Od kilku lat Górnik osiągał wyniki ponad stan. Wielu myślało, że ta chwila będzie wieczna, ale nic bardziej mylnego. W tym sezonie czar prysł i zabrzanie przechodzą samych siebie. Trzeba przyznać, że na krótką chwilę prowizorka zdała egzamin, ale na dłuższą metę złe zarządzanie zawsze wyjdzie na jaw i tak stało się i tym razem.
Problemy finansowe Górnika w dużej mierze przykrywały nadzwyczajne wyniki, ale właśnie w tym sezonie ujawniła się zabrzańska prowizorka. Brak stadionu, brak planu na dalsze funkcjonowanie i brak drużyny. Nie można zapomnieć też o bezsensownych decyzjach kadrowych i organizacyjnych. Wniosek jest jeden: póki nie skończy się w Zabrzu zachowanie jakby jutra nie było, Górnik może szykować się na występy w I lidze. Na 24 możliwe punkty zdobyliśmy tylko trzy dwa. Teraz wyśmiewany przed startem punkt ujemny może się okazać dla nas zbawienny. O tym, jak ważny jest dobry początek przekonał się w zeszłym sezonie bydgoski Zawisza, który mimo dalszego szaleńczego pościgu nie zdołał odrobić już straty i ostatecznie spadł. A do hańby ze stadionem dochodzi jeszcze hańba sportowo-organizacyjna.

[Pozycje do identyfikacji lokalizacji]
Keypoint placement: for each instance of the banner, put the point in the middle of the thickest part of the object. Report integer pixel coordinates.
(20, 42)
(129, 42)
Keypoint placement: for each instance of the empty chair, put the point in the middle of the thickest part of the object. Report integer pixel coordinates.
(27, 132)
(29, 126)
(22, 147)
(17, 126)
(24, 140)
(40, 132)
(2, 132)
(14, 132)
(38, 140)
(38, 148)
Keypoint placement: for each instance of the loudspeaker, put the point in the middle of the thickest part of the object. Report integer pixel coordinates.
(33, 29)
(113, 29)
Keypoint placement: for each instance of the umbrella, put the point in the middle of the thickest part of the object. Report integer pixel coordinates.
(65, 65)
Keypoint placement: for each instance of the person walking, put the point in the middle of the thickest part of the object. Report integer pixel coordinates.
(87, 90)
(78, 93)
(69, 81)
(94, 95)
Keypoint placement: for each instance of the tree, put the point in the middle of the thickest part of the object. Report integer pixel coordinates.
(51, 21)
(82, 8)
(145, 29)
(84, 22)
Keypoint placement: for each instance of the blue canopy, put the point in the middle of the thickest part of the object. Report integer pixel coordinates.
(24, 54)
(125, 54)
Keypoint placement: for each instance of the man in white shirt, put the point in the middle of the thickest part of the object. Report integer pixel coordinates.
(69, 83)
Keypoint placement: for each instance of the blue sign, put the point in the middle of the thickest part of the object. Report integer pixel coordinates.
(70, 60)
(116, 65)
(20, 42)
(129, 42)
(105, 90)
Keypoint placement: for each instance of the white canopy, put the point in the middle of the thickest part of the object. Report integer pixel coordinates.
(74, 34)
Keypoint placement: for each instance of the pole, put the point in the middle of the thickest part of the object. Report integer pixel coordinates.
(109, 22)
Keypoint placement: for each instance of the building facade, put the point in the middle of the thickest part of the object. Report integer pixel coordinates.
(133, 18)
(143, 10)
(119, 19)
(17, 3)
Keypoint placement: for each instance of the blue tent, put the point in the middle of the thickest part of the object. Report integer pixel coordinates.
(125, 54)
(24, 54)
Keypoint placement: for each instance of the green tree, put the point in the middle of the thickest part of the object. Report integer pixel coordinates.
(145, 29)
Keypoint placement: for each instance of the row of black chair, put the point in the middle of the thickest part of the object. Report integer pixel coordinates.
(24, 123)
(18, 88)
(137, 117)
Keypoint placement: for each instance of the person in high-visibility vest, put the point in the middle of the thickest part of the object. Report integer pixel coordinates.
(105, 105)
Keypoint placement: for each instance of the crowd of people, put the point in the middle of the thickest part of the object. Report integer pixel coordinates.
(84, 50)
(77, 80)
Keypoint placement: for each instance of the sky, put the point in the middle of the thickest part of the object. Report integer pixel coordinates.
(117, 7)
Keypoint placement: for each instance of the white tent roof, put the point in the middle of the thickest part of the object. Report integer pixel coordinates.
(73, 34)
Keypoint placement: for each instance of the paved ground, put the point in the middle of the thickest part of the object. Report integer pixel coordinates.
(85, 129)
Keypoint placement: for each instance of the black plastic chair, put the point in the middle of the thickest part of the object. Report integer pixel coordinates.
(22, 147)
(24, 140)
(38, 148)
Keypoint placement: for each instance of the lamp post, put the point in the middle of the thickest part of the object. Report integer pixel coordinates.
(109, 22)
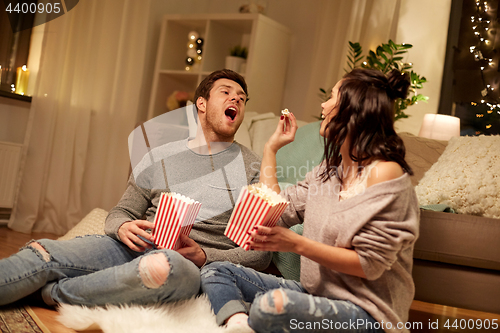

Polecenie A
Zmień fragment tekstu o Górniku, zaczynając od słów „Problemy finansowe Górnika” i idąc aż po słowa „jeszcze hańba sportowo-organizacyjna.”, tak by „klub” stanęło w miejscu „Zawisza”. Podaj cały zmieniony fragment.
Polecenie B
Odpowiedz na pytania do tekstu o Górniku:
(i) Od jak dawna Górnik osiągał wyniki ponad stan?
(ii) Co w dużej mierze przykrywało problemy finansowe Górnika?
(iii) Który klub w zeszłym sezonie przekonał się, jak ważny jest dobry początek?

Rozwiązanie wzorcowe A
Problemy finansowe Górnika w dużej mierze przykrywały nadzwyczajne wyniki, ale właśnie w tym sezonie ujawniła się zabrzańska prowizorka. Brak stadionu, brak planu na dalsze funkcjonowanie i brak drużyny. Nie można zapomnieć też o bezsensownych decyzjach kadrowych i organizacyjnych. Wniosek jest jeden: póki nie skończy się w Zabrzu zachowanie jakby jutra nie było, Górnik może szykować się na występy w I lidze. Na 24 możliwe punkty zdobyliśmy tylko trzy dwa. Teraz wyśmiewany przed startem punkt ujemny może się okazać dla nas zbawienny. O tym, jak ważny jest dobry początek przekonał się w zeszłym sezonie bydgoski klub, który mimo dalszego szaleńczego pościgu nie zdołał odrobić już straty i ostatecznie spadł. A do hańby ze stadionem dochodzi jeszcze hańba sportowo-organizacyjna.

Rozwiązanie wzorcowe B
(i) Od kilku lat.
(ii) Nadzwyczajne wyniki.
(iii) Bydgoski Zawisza.